--- RECORDS Enclosed Below ---

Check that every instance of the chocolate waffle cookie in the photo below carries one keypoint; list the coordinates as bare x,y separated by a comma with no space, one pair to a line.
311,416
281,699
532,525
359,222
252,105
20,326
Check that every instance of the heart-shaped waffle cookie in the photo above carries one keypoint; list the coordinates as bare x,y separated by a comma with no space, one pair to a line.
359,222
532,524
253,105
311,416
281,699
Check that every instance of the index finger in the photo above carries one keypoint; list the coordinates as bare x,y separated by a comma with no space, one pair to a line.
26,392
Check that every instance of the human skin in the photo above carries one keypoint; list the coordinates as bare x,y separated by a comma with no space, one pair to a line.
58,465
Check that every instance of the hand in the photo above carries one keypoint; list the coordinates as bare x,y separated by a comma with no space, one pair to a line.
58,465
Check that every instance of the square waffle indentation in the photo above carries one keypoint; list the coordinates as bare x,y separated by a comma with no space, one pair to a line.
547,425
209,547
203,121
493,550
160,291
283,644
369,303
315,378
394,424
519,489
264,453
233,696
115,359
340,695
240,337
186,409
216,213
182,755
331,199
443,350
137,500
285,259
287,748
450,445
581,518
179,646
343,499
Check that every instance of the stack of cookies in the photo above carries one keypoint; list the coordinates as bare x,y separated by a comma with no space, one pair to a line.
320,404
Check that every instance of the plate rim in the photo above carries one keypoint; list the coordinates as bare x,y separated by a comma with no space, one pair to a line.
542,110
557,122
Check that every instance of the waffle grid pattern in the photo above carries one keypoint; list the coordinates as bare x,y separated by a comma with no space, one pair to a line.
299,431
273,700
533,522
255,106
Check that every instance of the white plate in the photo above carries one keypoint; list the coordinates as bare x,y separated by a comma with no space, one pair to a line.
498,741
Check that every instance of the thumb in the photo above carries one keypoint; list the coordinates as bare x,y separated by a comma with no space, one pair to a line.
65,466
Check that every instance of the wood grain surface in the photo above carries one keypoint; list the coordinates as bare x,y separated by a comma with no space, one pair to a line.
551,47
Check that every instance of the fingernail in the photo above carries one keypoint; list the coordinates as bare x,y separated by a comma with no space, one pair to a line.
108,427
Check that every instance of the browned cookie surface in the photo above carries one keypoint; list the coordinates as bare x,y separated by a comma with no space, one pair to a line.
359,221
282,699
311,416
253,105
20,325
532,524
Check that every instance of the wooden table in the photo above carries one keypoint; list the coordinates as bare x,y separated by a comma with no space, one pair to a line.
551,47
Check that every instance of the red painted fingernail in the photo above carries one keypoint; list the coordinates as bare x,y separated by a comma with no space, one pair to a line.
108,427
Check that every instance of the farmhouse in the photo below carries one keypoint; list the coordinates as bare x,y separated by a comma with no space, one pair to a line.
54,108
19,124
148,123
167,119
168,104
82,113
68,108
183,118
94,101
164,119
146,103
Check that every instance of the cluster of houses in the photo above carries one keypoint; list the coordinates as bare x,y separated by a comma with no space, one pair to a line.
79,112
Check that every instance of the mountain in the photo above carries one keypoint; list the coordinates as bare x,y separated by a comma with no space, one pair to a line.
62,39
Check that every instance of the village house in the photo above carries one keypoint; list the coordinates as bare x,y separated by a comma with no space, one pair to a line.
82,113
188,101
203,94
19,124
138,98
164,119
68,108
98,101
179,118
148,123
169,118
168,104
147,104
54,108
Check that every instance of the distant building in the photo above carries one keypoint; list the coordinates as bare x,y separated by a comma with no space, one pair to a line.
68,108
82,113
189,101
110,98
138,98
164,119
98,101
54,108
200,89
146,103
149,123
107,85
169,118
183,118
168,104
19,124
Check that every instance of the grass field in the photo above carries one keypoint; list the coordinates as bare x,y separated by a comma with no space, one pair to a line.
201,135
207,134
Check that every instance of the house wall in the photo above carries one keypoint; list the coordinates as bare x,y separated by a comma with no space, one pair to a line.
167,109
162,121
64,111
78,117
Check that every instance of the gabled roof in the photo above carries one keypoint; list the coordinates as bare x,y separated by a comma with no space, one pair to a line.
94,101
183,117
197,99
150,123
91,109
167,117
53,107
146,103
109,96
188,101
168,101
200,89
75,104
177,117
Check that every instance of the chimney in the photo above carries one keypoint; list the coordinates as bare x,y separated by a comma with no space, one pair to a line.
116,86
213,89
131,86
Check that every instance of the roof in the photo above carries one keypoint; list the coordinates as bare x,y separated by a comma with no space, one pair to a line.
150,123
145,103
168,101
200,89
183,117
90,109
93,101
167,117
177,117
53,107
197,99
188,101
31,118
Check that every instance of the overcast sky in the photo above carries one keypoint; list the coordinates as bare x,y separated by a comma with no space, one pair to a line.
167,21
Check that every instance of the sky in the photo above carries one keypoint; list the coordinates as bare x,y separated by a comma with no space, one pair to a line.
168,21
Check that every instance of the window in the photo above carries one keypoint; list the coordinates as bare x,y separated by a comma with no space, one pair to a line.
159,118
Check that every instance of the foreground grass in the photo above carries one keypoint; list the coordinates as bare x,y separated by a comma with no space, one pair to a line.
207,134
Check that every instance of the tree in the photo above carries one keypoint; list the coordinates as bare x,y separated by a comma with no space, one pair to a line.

--- End of Enclosed RECORDS ---

Would you copy the whole listing exactly?

(WRITTEN ANSWER):
Check that every instance of the chocolate waffle cookie in the photo below carries one keypoint; list the coordinates as bare x,y separated by a comma with no space, one pair to a line.
311,416
281,699
532,525
359,222
252,105
20,326
Check that every instance of the heart-shaped waffle cookie in the photo above carries one keypoint; list the coordinates as bare x,y separated by a comma with no space, one pair to a line.
359,222
532,524
253,105
311,416
281,699
Check that every instance of the index finger in the photo above carries one keypoint; list the coordinates as bare x,y separated by a comma with no space, one pair to a line.
26,392
Check that every instance of the human skin in the photo above carries one keypoint; list the coordinates as bare x,y separated by a comma with no space, one pair to a line.
58,465
Check that every instance of the hand in the photo above carries one keypoint; list the coordinates as bare x,y separated by a comma with no space, one pair to a line.
58,465
Check that every instance of the square waffle indentation in the photo above carries one keypoint; list the coordinates as bare x,y separated by a comma with no space, one pair to a line.
547,425
209,547
203,121
493,550
160,291
283,644
369,303
315,378
394,424
519,489
264,453
233,696
115,359
340,695
240,337
186,409
216,213
182,755
331,199
443,350
137,500
285,259
287,748
450,445
581,518
179,646
343,499
Check that every instance of the stack of cookies in the photo above carries one keypoint; list the coordinates as bare x,y separated by a comma with no space, one pair to a line.
320,404
Check that every instance of the plate rim in the photo above carries one keypoint; list the coordinates as bare x,y separated by a comma with no space, one pair to a line.
542,110
557,122
Check that every instance of the waffle grid pattern in the photo above carries one keypoint; list the coordinates as bare x,y separated by a comma with no space, one pair to a line.
299,431
273,700
533,522
255,106
Check that every instance of the white plate in the photo above carries one keypoint; list the coordinates as bare x,y separated by a comma with no space, one pair to a line.
498,741
Check that every instance of the thumb in the photo above carries one keypoint; list the coordinates as bare x,y separated by a comma with no space, one pair to a line.
65,466
Check that every instance of the wood grain surface in the photo above carries one keypoint; list the coordinates as bare x,y separated by a comma with no space, one pair to a line.
551,47
Check that every instance of the fingernail in the photo above carries one keypoint; list the coordinates as bare x,y separated by a comma with no space, one pair to a line.
108,427
Check that every instance of the browned cookie surface in the photo above carries one keypoint; list the coordinates as bare x,y separated by a comma with no space, one pair to a line.
359,221
282,699
311,416
253,105
20,325
532,524
Check that every instance of the wooden table in the photo above carries one keypoint; list the coordinates as bare x,y separated by a comma with no space, one pair to a line.
551,47
Check that every instance of the red painted fingernail in the photo above carries one keypoint; list the coordinates as bare x,y separated by a comma with no space, one pair to a line.
108,427
Check that every instance of the farmhouse in the photo below carries one keypoint; list the coordinates as bare x,y separated by a comma with no space, one pair to a line.
54,108
19,124
148,123
167,119
168,104
82,113
68,108
183,118
94,101
164,119
146,103
Check that every instance of the cluster of houses in the photo above carries one keypoint; list the coordinates as bare x,y separated by a comma with no space, one pair to a line.
79,112
Check that every instance of the mountain in the photo above carries one keypoint; list the coordinates as bare x,y separated by a comma with no space, one pair to a line.
62,39
Check that every instance of the village house in the photo above carries one keypoint; list the coordinates as bare x,y separated by a comma with no space, one pair to a line.
82,113
188,101
203,94
19,124
138,98
164,119
68,108
98,101
179,118
148,123
169,118
168,104
147,104
54,108
Check that every instance of the distant building in the photo above carries one keypoint; list the coordinates as bare x,y separated by a comma with no space, one pair to a line.
68,108
82,113
189,101
110,98
138,98
164,119
98,101
54,108
200,89
146,103
149,123
107,85
169,118
183,118
168,104
19,124
Check that every instance of the grass field in the photo above carries one keypoint; list the coordinates as bare x,y separated by a comma with no space, one pair to a line.
201,135
207,134
Check that every instance of the house wall in the photo above carries one keypoint; list the coordinates as bare x,y separated by a comma with no space, one pair to a line.
167,109
162,121
64,111
78,117
Check that every instance of the gabled roof in the photo above carries one keypoint; list the coordinates as bare x,y separated by a comma with no space, one pair to a line.
94,101
183,117
197,99
150,123
91,109
167,117
53,107
146,103
109,96
188,101
168,101
200,89
75,104
177,117
Check that every instance of the chimney in the photo above carries one keypoint; list the coordinates as bare x,y separated by a comma with no space, one pair to a line.
116,86
213,89
131,86
Check that every instance of the roof in the photo above carries one keypoint; list the coordinates as bare x,y separated by a comma with no space, one pair to a line.
150,123
145,103
168,101
200,89
183,117
90,109
93,101
167,117
177,117
53,107
197,99
188,101
31,118
Check that every instance of the overcast sky in the photo above carries one keypoint; list the coordinates as bare x,y separated by a comma with no space, one pair to a line.
167,21
Check that every instance of the sky in the photo above carries one keypoint; list the coordinates as bare x,y separated by a comma with no space, one pair to a line.
168,21
Check that every instance of the window in the photo above carries one keypoint; list the coordinates as bare x,y separated by a comma with no space, one pair to a line.
159,118
Check that every instance of the foreground grass in the photo above carries one keypoint; list the coordinates as bare x,y separated by a comma with no space, one pair to a line.
207,134
Check that every instance of the tree in the photo above carries one keypoint; list the coordinates as bare x,y separated by a comma with no space, one pair to a line.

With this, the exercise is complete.